**Short exercise**
Transcribe all of the data below line for line, keeping every word, number, and punctuation mark unchanged.

**Entries shown**
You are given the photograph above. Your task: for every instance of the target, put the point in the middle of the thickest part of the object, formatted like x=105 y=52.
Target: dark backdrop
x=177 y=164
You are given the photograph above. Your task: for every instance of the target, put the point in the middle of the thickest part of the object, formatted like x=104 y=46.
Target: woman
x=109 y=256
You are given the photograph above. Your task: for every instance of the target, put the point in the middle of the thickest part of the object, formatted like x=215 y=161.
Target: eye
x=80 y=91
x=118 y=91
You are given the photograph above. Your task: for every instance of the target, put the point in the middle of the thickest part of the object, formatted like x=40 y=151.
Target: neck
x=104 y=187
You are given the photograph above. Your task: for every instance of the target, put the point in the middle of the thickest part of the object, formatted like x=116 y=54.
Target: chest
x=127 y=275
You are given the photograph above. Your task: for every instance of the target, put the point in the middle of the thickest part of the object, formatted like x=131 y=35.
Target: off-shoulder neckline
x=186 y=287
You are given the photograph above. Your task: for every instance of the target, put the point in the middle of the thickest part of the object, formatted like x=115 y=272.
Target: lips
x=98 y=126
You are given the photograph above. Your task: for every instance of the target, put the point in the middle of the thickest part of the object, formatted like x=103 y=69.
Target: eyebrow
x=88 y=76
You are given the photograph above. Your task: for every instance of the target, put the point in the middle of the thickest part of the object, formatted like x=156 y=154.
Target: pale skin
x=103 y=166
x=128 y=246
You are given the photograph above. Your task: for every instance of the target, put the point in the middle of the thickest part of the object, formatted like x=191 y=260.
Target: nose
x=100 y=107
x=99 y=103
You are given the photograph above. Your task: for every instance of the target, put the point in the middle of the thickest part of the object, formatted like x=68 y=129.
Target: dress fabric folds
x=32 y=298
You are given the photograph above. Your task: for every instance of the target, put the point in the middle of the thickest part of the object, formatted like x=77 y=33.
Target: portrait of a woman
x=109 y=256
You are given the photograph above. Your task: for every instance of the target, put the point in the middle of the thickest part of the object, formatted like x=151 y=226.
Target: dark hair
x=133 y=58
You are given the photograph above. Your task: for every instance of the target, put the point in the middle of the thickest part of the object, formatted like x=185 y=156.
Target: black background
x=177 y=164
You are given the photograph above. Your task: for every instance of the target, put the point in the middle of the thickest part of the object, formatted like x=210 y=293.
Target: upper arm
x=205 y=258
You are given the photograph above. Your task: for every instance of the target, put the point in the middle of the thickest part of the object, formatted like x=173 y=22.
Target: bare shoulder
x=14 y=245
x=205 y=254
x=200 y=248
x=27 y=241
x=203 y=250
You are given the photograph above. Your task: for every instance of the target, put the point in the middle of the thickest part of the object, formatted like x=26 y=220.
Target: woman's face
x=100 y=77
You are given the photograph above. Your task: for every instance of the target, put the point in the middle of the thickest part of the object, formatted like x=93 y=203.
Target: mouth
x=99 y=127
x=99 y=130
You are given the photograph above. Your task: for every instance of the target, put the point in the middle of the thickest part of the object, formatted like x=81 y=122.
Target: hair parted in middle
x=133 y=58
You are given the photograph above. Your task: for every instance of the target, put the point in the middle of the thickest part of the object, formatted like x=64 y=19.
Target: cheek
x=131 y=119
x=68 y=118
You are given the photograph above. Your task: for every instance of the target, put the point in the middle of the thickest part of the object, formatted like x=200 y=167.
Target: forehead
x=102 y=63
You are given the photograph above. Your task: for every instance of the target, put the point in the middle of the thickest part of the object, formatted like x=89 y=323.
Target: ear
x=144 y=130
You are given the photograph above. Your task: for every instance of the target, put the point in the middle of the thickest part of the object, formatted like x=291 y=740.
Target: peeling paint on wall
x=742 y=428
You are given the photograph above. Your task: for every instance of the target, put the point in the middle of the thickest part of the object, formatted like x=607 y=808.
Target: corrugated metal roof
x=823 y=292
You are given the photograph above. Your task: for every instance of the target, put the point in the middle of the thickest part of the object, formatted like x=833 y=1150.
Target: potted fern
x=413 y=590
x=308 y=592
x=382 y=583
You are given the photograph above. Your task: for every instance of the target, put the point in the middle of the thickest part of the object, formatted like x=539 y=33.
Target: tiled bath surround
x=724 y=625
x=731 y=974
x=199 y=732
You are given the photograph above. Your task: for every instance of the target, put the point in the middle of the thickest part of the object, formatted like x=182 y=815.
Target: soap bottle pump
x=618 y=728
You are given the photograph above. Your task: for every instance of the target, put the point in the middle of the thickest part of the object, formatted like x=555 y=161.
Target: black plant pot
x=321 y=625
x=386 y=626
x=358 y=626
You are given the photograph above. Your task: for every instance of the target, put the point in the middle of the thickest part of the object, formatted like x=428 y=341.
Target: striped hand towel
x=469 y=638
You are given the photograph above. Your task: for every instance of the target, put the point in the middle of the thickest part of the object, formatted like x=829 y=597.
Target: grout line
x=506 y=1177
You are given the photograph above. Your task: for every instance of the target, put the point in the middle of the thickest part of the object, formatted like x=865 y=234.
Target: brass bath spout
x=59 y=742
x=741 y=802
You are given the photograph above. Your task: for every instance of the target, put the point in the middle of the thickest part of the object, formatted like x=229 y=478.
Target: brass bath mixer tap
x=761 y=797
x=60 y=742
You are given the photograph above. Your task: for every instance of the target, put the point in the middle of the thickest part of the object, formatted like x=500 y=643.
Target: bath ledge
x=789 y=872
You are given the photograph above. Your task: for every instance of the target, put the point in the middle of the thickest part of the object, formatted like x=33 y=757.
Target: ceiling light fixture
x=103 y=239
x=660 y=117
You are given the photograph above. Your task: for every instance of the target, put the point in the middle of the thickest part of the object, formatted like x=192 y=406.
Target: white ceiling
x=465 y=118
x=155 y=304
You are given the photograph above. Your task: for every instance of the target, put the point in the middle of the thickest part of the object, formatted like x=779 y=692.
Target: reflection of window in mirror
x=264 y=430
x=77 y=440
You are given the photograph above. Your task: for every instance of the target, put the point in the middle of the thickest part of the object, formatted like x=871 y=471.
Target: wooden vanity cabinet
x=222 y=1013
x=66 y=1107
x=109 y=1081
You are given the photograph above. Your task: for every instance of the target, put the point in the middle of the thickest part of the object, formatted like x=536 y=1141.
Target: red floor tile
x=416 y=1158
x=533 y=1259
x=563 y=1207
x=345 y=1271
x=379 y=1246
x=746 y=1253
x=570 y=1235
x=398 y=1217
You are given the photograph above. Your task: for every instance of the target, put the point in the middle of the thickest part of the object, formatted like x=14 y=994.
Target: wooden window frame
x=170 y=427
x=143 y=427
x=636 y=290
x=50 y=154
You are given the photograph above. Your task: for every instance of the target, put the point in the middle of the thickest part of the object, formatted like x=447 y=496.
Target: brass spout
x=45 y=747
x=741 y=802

**The solution**
You are given the photograph above. Your task: for every instance of the target, put the point in the middle of the thickest part of the object, formatted like x=105 y=52.
Target: dark backdrop
x=177 y=164
You are given the photograph above. Your task: for every instance of the target, put the point in the middle of the thickest part of the object, formatted like x=104 y=46.
Target: woman
x=109 y=256
You are given the photograph above. Your task: for every instance of the target, put the point in the middle of the thickest part of the object, formatted like x=215 y=161.
Target: eye
x=80 y=91
x=118 y=91
You are given the photograph above. Your task: for every instance of the target, put the point in the middle of the thickest part of the object, formatted like x=40 y=151.
Target: neck
x=104 y=187
You are given the photograph above. Your task: for every instance of the target, put the point in the middle of the thickest part of the object, formatted like x=116 y=54.
Target: chest
x=127 y=275
You are given the photograph above. Your task: for every instance of the target, put the point in the middle of the thickest part of the object, formatted like x=131 y=35.
Target: off-shoulder neckline
x=186 y=287
You are given the photograph above. Your task: for every instance of the target, put the point in the middle of the thickest part of the object, formatted like x=115 y=272.
Target: lips
x=98 y=126
You are given the photograph above. Your task: for every instance of the target, put the point in the middle of the thickest part of the object, formatted like x=103 y=69.
Target: eyebrow
x=88 y=76
You are given the photograph above. Your task: for every instance of the target, put the point in the middle of the thickest part of the object, formatted like x=156 y=154.
Target: pale skin
x=103 y=166
x=128 y=246
You are given the photograph above. Your task: for every instance of the target, put the point in the middle of the thickest part of the object, formatted like x=191 y=260.
Target: nose
x=100 y=107
x=99 y=103
You are given the photograph above. Your task: for every instance of the target, put the point in the middle of the thickest part of the object, formatted like x=68 y=129.
Target: dress fabric folds
x=32 y=298
You are given the photograph above. Your task: for every instance of the target, put the point in the middle of the thickest part of the object, formatted like x=77 y=33.
Target: portrait of a woman
x=109 y=256
You are given the photograph above. Your task: for every instance of the target, put the point in the middle of the thickest part of the object, formatted like x=151 y=226.
Target: dark hair
x=133 y=58
You are given the photograph above. Your task: for every instance of the target, put the point in the middle of the thickest part of the object, formatted like x=185 y=156.
Target: black background
x=177 y=164
You are given the photograph above. Your task: for every instance of the target, put the point in the middle of the thickest part of the object, formatted like x=210 y=293.
Target: upper arm
x=205 y=258
You are given the photograph above. Your task: for every instance of the target, put the point in the middle of the thickest part of the object, formatted like x=173 y=22.
Target: bare shoulder
x=14 y=245
x=205 y=254
x=200 y=248
x=27 y=241
x=203 y=250
You are given the photograph above. Your task: for every instance of the target, put the point in the middle of the thickest part of the object, formatted like x=26 y=220.
Target: woman's face
x=100 y=77
You are given the photograph above. Your task: for every instance of the target, put the point in the middle of the thickest part of the object, formatted like x=93 y=203.
Target: mouth
x=99 y=127
x=99 y=130
You are given the photograph above. Your task: for every instance of the target, put the point in the middle of the thickest part of the object, formatted like x=81 y=122.
Target: hair parted in middle
x=133 y=58
You are given the photograph above. Your task: for every instance of the target, put the point in the middle of the thickest part of the object, formatted like x=64 y=19.
Target: cheek
x=131 y=119
x=68 y=118
You are given the photograph above. Your task: for every instance of the target, put the point in the middle of the thickest part of the object, formatted like x=200 y=167.
Target: forehead
x=102 y=63
You are given the photograph above. Your task: for every instance of the target, put the point in the middle of the thickest part of the object, formatted like x=89 y=323.
Target: ear
x=144 y=130
You are given the photograph above. Your task: for every instance of the target, put the point in the middle of the thickest part of the object, formatted like x=291 y=740.
Target: peeling paint on wall
x=742 y=428
You are given the photograph above. Your task: for every instance of the target, put the point in the middle of the thickest part of the object, formatted like x=607 y=808.
Target: corrugated metal roof
x=823 y=292
You are given the photograph above. Your task: for every instance of the target, put the point in the middle of the thickest part of the object, formatted like x=833 y=1150.
Target: potted fern
x=413 y=590
x=308 y=592
x=382 y=583
You are given the photograph above. Your task: for every instance of the target, put the point in the middle of the thickest part of the object, formatted like x=539 y=33.
Target: tiled bath surround
x=724 y=625
x=731 y=974
x=199 y=732
You are given the photograph above. Your task: for every instance of the target, put the point in the middle of the thickest part of the object, formatted like x=182 y=815.
Target: soap bottle pump
x=618 y=728
You are given the photograph above. Your task: for every instance of the target, put the point in the middle of the thickest part of the object, formatted like x=555 y=161.
Target: black plant pot
x=321 y=625
x=386 y=626
x=358 y=626
You are given the photograph above. Your task: for every instance of the target, put the point in the middle of the thickest part of the object, formatted like x=428 y=341.
Target: striped hand towel
x=469 y=638
You are given the photograph above. Your task: for every instance of the target, put the point in the middle of the thickest part of the object, formatted like x=829 y=597.
Target: grout line
x=506 y=1177
You are given the photograph above. Your task: for every instance of the target, put the point in the middle of the thickest part of the object, formatted like x=865 y=234.
Target: brass bath spout
x=59 y=742
x=741 y=802
You are given the photograph above. Your task: for every instance of the target, put the point in the middle of the thickest part of the object, formatted like x=229 y=478.
Target: brass bath mixer tap
x=761 y=797
x=60 y=742
You are given the photograph above. Your task: for every instance of the target, put the point in the middle of the thickest part of the object, formatted like x=500 y=643.
Target: bath ledge
x=789 y=872
You are given the photograph above. Your task: for every instance of the target, put the point in the middle of the thickest part of the object, formatted like x=33 y=757.
Target: ceiling light fixture
x=103 y=239
x=660 y=117
You are given the photograph above. Your task: for every instance of the target, put the point in the middle of the thickest part of the object, formatted like x=192 y=406.
Target: white ceiling
x=465 y=118
x=155 y=304
You are given the photograph above. Your task: for every instance of the target, put the point in the middle of the thickest part of the object, formatted like x=779 y=692.
Target: reflection of window in mirror
x=264 y=430
x=77 y=440
You are given the photograph above. Your task: for every instance of the target, put the point in the middle of the thickest part of the object, formatted like x=871 y=471.
Target: wooden vanity cabinet
x=222 y=1013
x=66 y=1107
x=109 y=1081
You are given the photograph above. Your task: for every instance of the target, put the point in the middle of the thickest part of the object, formatted like x=536 y=1141.
Target: red floor tile
x=416 y=1158
x=533 y=1259
x=563 y=1207
x=345 y=1271
x=379 y=1246
x=746 y=1253
x=570 y=1235
x=398 y=1217
You are given the photograph above. Your task: for every instance of the target, put the point in the middle of the thickest part of the object, formatted like x=14 y=994.
Target: wooden window frame
x=170 y=427
x=143 y=427
x=636 y=290
x=50 y=154
You are given the photograph above. Your task: for every instance of the target, put the point in the middle of the thickest part of the object, formatted like x=447 y=496.
Target: brass spout
x=45 y=747
x=741 y=802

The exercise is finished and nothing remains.